* Supplied data:
────────────────

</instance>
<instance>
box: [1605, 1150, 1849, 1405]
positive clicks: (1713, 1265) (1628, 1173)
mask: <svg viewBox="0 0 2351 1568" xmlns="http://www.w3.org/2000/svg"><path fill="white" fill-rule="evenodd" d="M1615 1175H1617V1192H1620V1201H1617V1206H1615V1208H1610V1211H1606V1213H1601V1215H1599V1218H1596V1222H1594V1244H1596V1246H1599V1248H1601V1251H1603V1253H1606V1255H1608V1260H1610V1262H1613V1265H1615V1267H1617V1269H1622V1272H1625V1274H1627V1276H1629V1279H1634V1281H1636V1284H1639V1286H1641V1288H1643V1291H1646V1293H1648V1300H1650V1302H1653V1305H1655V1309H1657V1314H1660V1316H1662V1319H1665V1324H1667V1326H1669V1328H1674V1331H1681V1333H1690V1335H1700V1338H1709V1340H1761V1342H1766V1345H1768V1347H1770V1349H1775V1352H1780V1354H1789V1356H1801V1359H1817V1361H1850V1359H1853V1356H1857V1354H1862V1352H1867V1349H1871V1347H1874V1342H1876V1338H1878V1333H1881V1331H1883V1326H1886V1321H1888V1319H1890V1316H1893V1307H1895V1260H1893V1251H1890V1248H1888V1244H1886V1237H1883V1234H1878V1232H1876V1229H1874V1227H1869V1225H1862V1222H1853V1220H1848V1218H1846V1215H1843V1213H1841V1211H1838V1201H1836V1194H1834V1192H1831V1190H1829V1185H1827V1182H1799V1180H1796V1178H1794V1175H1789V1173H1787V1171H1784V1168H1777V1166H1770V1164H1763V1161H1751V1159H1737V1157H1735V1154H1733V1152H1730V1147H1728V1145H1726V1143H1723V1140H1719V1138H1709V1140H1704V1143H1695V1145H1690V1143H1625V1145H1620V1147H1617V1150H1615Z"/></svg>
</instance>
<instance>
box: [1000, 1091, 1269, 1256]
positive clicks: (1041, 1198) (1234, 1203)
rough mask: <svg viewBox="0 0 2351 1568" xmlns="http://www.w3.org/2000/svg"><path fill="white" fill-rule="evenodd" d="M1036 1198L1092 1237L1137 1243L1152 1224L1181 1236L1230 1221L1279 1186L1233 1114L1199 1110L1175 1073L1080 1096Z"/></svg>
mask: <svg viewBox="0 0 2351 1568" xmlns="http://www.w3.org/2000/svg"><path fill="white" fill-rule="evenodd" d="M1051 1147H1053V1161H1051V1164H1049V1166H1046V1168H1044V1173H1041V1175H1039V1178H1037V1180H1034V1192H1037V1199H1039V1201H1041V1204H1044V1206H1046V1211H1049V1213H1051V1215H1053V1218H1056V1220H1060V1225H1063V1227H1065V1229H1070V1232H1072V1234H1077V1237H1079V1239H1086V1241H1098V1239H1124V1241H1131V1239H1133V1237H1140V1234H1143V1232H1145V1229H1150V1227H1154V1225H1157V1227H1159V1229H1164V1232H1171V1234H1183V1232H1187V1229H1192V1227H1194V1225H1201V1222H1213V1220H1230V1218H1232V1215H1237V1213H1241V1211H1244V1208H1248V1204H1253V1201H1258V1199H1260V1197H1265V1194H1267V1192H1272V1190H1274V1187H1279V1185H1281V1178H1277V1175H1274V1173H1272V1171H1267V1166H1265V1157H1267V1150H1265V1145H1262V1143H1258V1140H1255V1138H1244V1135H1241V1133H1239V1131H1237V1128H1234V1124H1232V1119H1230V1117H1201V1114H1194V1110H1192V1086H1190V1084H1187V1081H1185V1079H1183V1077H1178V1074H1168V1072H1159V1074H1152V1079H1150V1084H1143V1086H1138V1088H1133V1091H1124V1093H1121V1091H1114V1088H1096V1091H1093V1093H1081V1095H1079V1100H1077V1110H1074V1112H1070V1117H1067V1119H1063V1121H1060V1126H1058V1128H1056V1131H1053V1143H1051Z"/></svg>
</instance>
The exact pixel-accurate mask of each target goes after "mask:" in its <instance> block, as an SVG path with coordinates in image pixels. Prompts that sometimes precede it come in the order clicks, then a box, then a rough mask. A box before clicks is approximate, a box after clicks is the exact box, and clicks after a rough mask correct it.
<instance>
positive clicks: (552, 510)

────────────────

* Required action:
What you return must match the records above exactly.

* Your response:
</instance>
<instance>
box: [1605, 1150, 1849, 1405]
positive clicks: (1713, 1265) (1628, 1173)
mask: <svg viewBox="0 0 2351 1568" xmlns="http://www.w3.org/2000/svg"><path fill="white" fill-rule="evenodd" d="M1615 1175H1617V1192H1620V1201H1617V1206H1615V1208H1610V1211H1606V1213H1601V1215H1599V1218H1596V1222H1594V1244H1596V1246H1599V1248H1601V1251H1603V1253H1606V1255H1608V1260H1610V1262H1613V1265H1615V1267H1617V1269H1622V1272H1625V1274H1627V1276H1629V1279H1634V1281H1636V1284H1639V1286H1641V1288H1643V1291H1646V1293H1648V1300H1650V1302H1653V1305H1655V1309H1657V1314H1660V1316H1662V1319H1665V1324H1667V1326H1669V1328H1674V1331H1681V1333H1690V1335H1700V1338H1709V1340H1761V1342H1766V1345H1768V1347H1770V1349H1775V1352H1780V1354H1789V1356H1801V1359H1817V1361H1850V1359H1853V1356H1857V1354H1862V1352H1867V1349H1871V1347H1874V1342H1876V1338H1878V1333H1881V1331H1883V1326H1886V1321H1888V1319H1890V1316H1893V1307H1895V1260H1893V1251H1890V1248H1888V1244H1886V1237H1883V1234H1878V1232H1876V1229H1874V1227H1869V1225H1862V1222H1853V1220H1848V1218H1846V1215H1843V1213H1841V1211H1838V1201H1836V1194H1834V1192H1831V1190H1829V1185H1827V1182H1799V1180H1796V1178H1794V1175H1789V1173H1787V1171H1784V1168H1777V1166H1770V1164H1763V1161H1751V1159H1737V1157H1735V1154H1733V1152H1730V1147H1728V1145H1726V1143H1723V1140H1719V1138H1709V1140H1704V1143H1695V1145H1690V1143H1625V1145H1620V1147H1617V1150H1615Z"/></svg>
</instance>
<instance>
box: [1000, 1091, 1269, 1256]
positive clicks: (1041, 1198) (1234, 1203)
rough mask: <svg viewBox="0 0 2351 1568" xmlns="http://www.w3.org/2000/svg"><path fill="white" fill-rule="evenodd" d="M1036 1198L1092 1237L1137 1243L1152 1224L1181 1236L1230 1221L1279 1186L1233 1114L1199 1110L1175 1073L1080 1096Z"/></svg>
mask: <svg viewBox="0 0 2351 1568" xmlns="http://www.w3.org/2000/svg"><path fill="white" fill-rule="evenodd" d="M1051 1147H1053V1161H1051V1164H1049V1166H1046V1168H1044V1173H1041V1175H1039V1178H1037V1180H1034V1192H1037V1199H1039V1201H1041V1204H1044V1206H1046V1211H1049V1213H1051V1215H1053V1218H1056V1220H1060V1225H1063V1227H1065V1229H1070V1232H1072V1234H1077V1237H1079V1239H1086V1241H1098V1239H1124V1241H1131V1239H1133V1237H1140V1234H1143V1232H1145V1229H1150V1227H1154V1225H1157V1227H1159V1229H1164V1232H1171V1234H1183V1232H1187V1229H1192V1227H1194V1225H1201V1222H1213V1220H1230V1218H1232V1215H1237V1213H1241V1211H1244V1208H1248V1204H1253V1201H1258V1199H1260V1197H1265V1194H1267V1192H1272V1190H1274V1187H1279V1185H1281V1178H1277V1175H1274V1173H1272V1171H1267V1166H1265V1157H1267V1150H1265V1145H1262V1143H1258V1140H1255V1138H1244V1135H1241V1133H1239V1131H1237V1128H1234V1124H1232V1119H1230V1117H1201V1114H1194V1110H1192V1086H1190V1084H1187V1081H1185V1079H1183V1077H1178V1074H1168V1072H1159V1074H1152V1079H1150V1084H1143V1086H1138V1088H1133V1091H1124V1093H1121V1091H1114V1088H1096V1091H1093V1093H1081V1095H1079V1100H1077V1110H1074V1112H1070V1117H1067V1119H1063V1121H1060V1126H1058V1128H1056V1131H1053V1143H1051Z"/></svg>
</instance>
The exact pixel-accurate mask of each target goes after "mask:" in its <instance> block, as an SVG path with coordinates in image pixels. Prompts that sometimes precede it come in the order clicks, then a box, then a rough mask. A box before clicks is approximate, a box after clicks is the exact box, and clicks after a rough mask correct it.
<instance>
positive clicks: (552, 510)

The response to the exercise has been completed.